◆ Material provided ◆
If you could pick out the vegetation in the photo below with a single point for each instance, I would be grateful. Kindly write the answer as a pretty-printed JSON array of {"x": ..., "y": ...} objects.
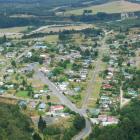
[
  {"x": 13, "y": 124},
  {"x": 127, "y": 129}
]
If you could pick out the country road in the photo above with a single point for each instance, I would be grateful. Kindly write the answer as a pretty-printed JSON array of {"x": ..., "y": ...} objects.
[{"x": 64, "y": 100}]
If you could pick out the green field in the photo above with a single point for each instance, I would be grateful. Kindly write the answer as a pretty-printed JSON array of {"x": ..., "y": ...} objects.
[{"x": 111, "y": 7}]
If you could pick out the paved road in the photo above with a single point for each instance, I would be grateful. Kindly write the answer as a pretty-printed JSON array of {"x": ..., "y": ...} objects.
[
  {"x": 91, "y": 87},
  {"x": 64, "y": 100}
]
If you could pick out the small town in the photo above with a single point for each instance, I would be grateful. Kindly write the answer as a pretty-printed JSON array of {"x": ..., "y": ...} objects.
[{"x": 73, "y": 81}]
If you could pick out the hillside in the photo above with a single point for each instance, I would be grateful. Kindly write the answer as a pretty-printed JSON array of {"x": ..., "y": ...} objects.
[
  {"x": 42, "y": 7},
  {"x": 13, "y": 124},
  {"x": 127, "y": 129},
  {"x": 110, "y": 7}
]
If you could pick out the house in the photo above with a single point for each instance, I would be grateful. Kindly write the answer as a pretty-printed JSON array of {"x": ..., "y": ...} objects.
[
  {"x": 110, "y": 120},
  {"x": 94, "y": 111},
  {"x": 40, "y": 47},
  {"x": 2, "y": 91},
  {"x": 42, "y": 106},
  {"x": 29, "y": 54},
  {"x": 63, "y": 86},
  {"x": 32, "y": 104},
  {"x": 107, "y": 86},
  {"x": 22, "y": 103},
  {"x": 105, "y": 100},
  {"x": 132, "y": 92},
  {"x": 37, "y": 96},
  {"x": 56, "y": 108}
]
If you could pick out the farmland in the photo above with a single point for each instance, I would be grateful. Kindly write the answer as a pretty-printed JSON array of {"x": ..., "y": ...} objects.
[{"x": 111, "y": 7}]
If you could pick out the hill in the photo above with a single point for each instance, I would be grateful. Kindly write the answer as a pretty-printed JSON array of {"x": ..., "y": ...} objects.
[
  {"x": 110, "y": 7},
  {"x": 41, "y": 7},
  {"x": 127, "y": 129},
  {"x": 13, "y": 124}
]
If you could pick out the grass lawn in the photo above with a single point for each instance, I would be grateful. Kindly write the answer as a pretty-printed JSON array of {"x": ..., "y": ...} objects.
[
  {"x": 111, "y": 7},
  {"x": 23, "y": 94}
]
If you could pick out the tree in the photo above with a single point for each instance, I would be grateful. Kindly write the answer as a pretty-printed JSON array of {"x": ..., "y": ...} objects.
[
  {"x": 13, "y": 63},
  {"x": 41, "y": 124},
  {"x": 36, "y": 136},
  {"x": 79, "y": 122}
]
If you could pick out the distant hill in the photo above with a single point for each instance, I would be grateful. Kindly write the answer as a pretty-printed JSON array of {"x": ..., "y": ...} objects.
[
  {"x": 109, "y": 7},
  {"x": 13, "y": 124},
  {"x": 42, "y": 7}
]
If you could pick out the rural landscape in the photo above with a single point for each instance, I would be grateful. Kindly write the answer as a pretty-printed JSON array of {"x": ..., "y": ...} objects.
[{"x": 69, "y": 70}]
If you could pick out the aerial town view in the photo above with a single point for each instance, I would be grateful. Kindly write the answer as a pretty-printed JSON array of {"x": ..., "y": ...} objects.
[{"x": 69, "y": 69}]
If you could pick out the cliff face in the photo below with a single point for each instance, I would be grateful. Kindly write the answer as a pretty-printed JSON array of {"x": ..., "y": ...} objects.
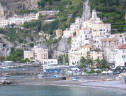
[{"x": 10, "y": 7}]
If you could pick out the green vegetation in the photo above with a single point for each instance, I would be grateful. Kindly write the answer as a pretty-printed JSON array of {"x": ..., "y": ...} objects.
[
  {"x": 68, "y": 11},
  {"x": 22, "y": 12},
  {"x": 112, "y": 11},
  {"x": 2, "y": 58},
  {"x": 16, "y": 55}
]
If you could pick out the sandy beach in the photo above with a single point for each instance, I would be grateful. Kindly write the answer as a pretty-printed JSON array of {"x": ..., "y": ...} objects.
[{"x": 80, "y": 83}]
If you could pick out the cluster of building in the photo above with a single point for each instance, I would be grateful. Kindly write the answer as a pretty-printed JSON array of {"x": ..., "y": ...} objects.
[
  {"x": 39, "y": 54},
  {"x": 91, "y": 38},
  {"x": 18, "y": 20}
]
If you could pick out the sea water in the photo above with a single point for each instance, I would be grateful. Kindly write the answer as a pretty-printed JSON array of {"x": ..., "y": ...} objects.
[{"x": 37, "y": 90}]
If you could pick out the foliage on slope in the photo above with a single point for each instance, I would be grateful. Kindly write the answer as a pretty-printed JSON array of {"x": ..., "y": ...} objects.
[{"x": 112, "y": 11}]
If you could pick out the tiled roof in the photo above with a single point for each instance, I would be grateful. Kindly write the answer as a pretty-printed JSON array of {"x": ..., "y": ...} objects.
[
  {"x": 109, "y": 39},
  {"x": 122, "y": 46},
  {"x": 87, "y": 46}
]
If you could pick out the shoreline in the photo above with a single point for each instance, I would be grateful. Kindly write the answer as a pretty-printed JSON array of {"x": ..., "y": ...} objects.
[{"x": 70, "y": 83}]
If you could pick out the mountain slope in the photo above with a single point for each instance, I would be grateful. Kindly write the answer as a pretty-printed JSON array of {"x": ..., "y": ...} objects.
[{"x": 112, "y": 11}]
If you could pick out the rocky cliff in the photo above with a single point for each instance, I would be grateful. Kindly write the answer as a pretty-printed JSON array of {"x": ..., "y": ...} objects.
[{"x": 10, "y": 7}]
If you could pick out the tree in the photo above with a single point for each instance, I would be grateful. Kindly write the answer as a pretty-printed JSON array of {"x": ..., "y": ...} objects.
[
  {"x": 82, "y": 62},
  {"x": 2, "y": 58},
  {"x": 66, "y": 59}
]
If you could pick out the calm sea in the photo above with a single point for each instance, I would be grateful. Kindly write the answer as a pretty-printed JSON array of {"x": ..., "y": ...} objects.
[{"x": 35, "y": 90}]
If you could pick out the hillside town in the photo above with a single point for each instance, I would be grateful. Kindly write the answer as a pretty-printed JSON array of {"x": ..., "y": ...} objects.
[
  {"x": 90, "y": 38},
  {"x": 92, "y": 53}
]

◆ What the task requires ◆
Restate each entry word for word; omit the pictures.

◆ Written reply ◆
If you could pick out the vegetation in the photo below with a single point for each instance, I would be grateful. Kindly write the answer as a pretty-printed JSON array of {"x": ..., "y": ...} objects.
[
  {"x": 13, "y": 124},
  {"x": 127, "y": 129}
]
If you could pick out the country road in the photo above with a single point for each instance, I would be grateful. Kindly write the answer as a pretty-printed JSON array of {"x": ..., "y": ...} objects.
[{"x": 64, "y": 100}]
If you could pick out the green field in the photo above with a single point for each instance, I would be grateful. Kindly write the answer as a pretty-printed JSON array of {"x": ..., "y": ...} objects.
[{"x": 111, "y": 7}]
If you could pick out the paved road in the photo above with a single point for each instance, I would be grateful. Kindly write the answer as a pretty-printed JSON array of {"x": ..., "y": ...} objects.
[
  {"x": 91, "y": 87},
  {"x": 64, "y": 100}
]
If you could pick out the small town in the photo above with a single point for each instance, I would be grateful. Kindly write the answer as a pretty-printed JSON array of {"x": ..., "y": ...} objects.
[{"x": 73, "y": 81}]
If you could pick out the hillside in the photo above with a single point for each instance, I would be grateful. Kindly write the answer as a pretty-printed JSON array of {"x": ..., "y": ...} objects.
[
  {"x": 42, "y": 7},
  {"x": 13, "y": 124},
  {"x": 127, "y": 129},
  {"x": 110, "y": 7}
]
If you could pick out the house in the photo above with a single point for each instance, I would be grateful. Kindly write the answer as a pretty-printed JSON array of {"x": ..., "y": ...} objects.
[
  {"x": 110, "y": 120},
  {"x": 94, "y": 111},
  {"x": 40, "y": 47},
  {"x": 2, "y": 91},
  {"x": 42, "y": 106},
  {"x": 29, "y": 54},
  {"x": 63, "y": 86},
  {"x": 32, "y": 104},
  {"x": 107, "y": 86},
  {"x": 22, "y": 103},
  {"x": 105, "y": 100},
  {"x": 132, "y": 92},
  {"x": 37, "y": 96},
  {"x": 56, "y": 108}
]
If you could pick out the farmland in the photo above with a single point for each instance, I would be grateful. Kindly write the answer as a pretty-printed JSON array of {"x": ..., "y": ...} objects.
[{"x": 111, "y": 7}]
If you could pick out the hill in the photo above with a single point for each instance, I would be grateful. Kindly write the answer as a pretty-printed JSON array of {"x": ..., "y": ...} objects.
[
  {"x": 110, "y": 7},
  {"x": 41, "y": 7},
  {"x": 127, "y": 129},
  {"x": 13, "y": 124}
]
If you could pick out the grass lawn in the photo above with a single point for each instance, I would be grateful. Kindly write the answer as a pretty-printed JSON array of {"x": ..., "y": ...} objects.
[
  {"x": 111, "y": 7},
  {"x": 23, "y": 94}
]
If you could pick out the tree in the photo above with a single point for each instance, I would be grateful. Kindly write the answer as a pretty-printed JSON array of {"x": ..., "y": ...} objects.
[
  {"x": 13, "y": 63},
  {"x": 41, "y": 124},
  {"x": 36, "y": 136},
  {"x": 79, "y": 122}
]
If you could pick out the distant hill in the photo above with a single point for each instance, I would be grateful. Kindly write the answer as a pretty-printed JSON array of {"x": ..., "y": ...} objects.
[
  {"x": 109, "y": 7},
  {"x": 13, "y": 124},
  {"x": 42, "y": 7}
]
If you could pick out the rural landscape in the photo above with a single point for each instance, I would be grateful. Kindly write the answer as a pretty-printed JSON array of {"x": ..., "y": ...} objects.
[{"x": 69, "y": 70}]
If you could pick out the aerial town view in the photo above with a single point for each instance, I would be grateful. Kindly write the answer as a pretty-printed JSON array of {"x": ..., "y": ...} objects.
[{"x": 69, "y": 69}]
If you could pick out the cliff face in the photo below with a single point for each instance, I would be grateful. Kindly write the answer as a pretty-printed JSON array of {"x": ..., "y": ...} objects.
[{"x": 10, "y": 7}]
If you could pick out the green vegetation in the photo above with a single point for each instance, I would be grateful. Kindly write the answer as a pretty-printed JSON array of {"x": ..., "y": ...} objects.
[
  {"x": 68, "y": 11},
  {"x": 22, "y": 12},
  {"x": 112, "y": 11},
  {"x": 2, "y": 58},
  {"x": 16, "y": 55}
]
If you could pick out the sandy beach in the photo above with a single point for each instance, I would be grateful. Kindly write the answer as a pretty-printed JSON array of {"x": ..., "y": ...} objects.
[{"x": 80, "y": 83}]
If you could pick out the cluster of building in the photo above with a single point for each instance, I would be grateful. Kindly write the answer as a pretty-printed JSON array of {"x": ..., "y": ...} objects.
[
  {"x": 39, "y": 54},
  {"x": 91, "y": 38},
  {"x": 18, "y": 20}
]
If you could pick out the sea water in the photo above with a single point for each instance, I would be grateful. Kindly write the answer as a pretty-printed JSON array of {"x": ..., "y": ...} objects.
[{"x": 37, "y": 90}]
If you could pick out the foliage on slope in the photo above with a single point for each instance, I would be grateful. Kindly write the answer as a pretty-printed JSON array of {"x": ..., "y": ...} objects.
[{"x": 112, "y": 11}]
If you could pick out the tiled roof in the photo above with a single point for each instance, I would be grateful. Kindly write the answer as a pretty-printed JSON array of {"x": ..., "y": ...} objects.
[
  {"x": 109, "y": 39},
  {"x": 122, "y": 46},
  {"x": 87, "y": 46}
]
If you could pick out the shoreline in the photo above with a single point for each instance, I would be grateful. Kindly write the answer as a pretty-printed JSON array of {"x": ..., "y": ...} objects.
[{"x": 70, "y": 83}]
If you could pick out the mountain slope in the photo above with a single point for each instance, I would be grateful. Kindly write the answer as a pretty-printed JSON array of {"x": ..., "y": ...} objects.
[{"x": 112, "y": 11}]
If you could pick out the rocky cliff in the photo above with a single point for each instance, I would be grateful. Kindly write the answer as a pretty-printed JSON array of {"x": ..., "y": ...} objects.
[{"x": 10, "y": 7}]
If you could pick out the tree in the photo above with a single point for each instance, I would be grateful. Kindly write the answer as a pretty-printed JSON array of {"x": ..., "y": ...} objects.
[
  {"x": 82, "y": 62},
  {"x": 2, "y": 58},
  {"x": 66, "y": 59}
]
If you could pick out the calm sea in the photo above with a single point for each instance, I would be grateful. Kindly write the answer as a pretty-printed JSON array of {"x": ..., "y": ...} objects.
[{"x": 35, "y": 90}]
If you could pick out the hillside town in the photo above with a single point for each instance, I would be grateful. Kindly write the answer as a pretty-printed JSON array of {"x": ..., "y": ...} objects.
[
  {"x": 90, "y": 38},
  {"x": 92, "y": 53}
]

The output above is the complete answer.